__Available records__:
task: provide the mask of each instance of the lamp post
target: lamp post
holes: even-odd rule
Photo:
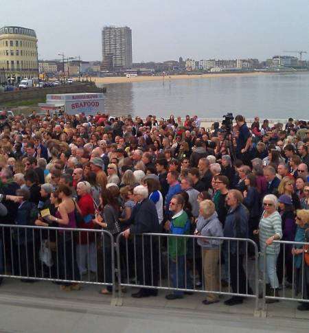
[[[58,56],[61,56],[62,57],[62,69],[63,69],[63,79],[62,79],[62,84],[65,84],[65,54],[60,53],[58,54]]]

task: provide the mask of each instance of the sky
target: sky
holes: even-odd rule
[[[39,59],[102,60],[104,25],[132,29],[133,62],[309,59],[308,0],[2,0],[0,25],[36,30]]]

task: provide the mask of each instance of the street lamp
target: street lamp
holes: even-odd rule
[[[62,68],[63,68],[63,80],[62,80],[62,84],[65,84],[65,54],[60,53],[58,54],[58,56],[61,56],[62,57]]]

...

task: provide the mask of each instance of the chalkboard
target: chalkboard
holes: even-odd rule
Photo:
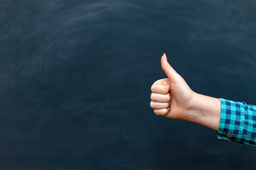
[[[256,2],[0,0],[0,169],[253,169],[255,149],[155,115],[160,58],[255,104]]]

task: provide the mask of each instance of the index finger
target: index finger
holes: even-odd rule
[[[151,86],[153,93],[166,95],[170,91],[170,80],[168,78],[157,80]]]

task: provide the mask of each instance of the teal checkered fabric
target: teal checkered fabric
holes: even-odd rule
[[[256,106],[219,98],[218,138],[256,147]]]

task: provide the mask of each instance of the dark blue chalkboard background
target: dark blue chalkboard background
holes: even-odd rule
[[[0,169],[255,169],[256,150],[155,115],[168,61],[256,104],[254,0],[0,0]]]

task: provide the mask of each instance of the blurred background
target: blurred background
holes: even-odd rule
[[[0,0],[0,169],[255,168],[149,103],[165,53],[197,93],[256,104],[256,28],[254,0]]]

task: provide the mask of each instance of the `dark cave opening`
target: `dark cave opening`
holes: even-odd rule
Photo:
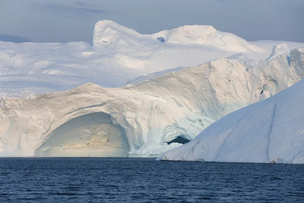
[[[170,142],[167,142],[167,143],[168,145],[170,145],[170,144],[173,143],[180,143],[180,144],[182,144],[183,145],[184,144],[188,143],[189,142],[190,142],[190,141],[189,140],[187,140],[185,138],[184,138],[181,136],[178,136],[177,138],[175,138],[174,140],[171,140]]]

__Requirements__: Count the lines above that contain the string "target", with case taken into account, and reply with the number alone.

__Solution below__: 9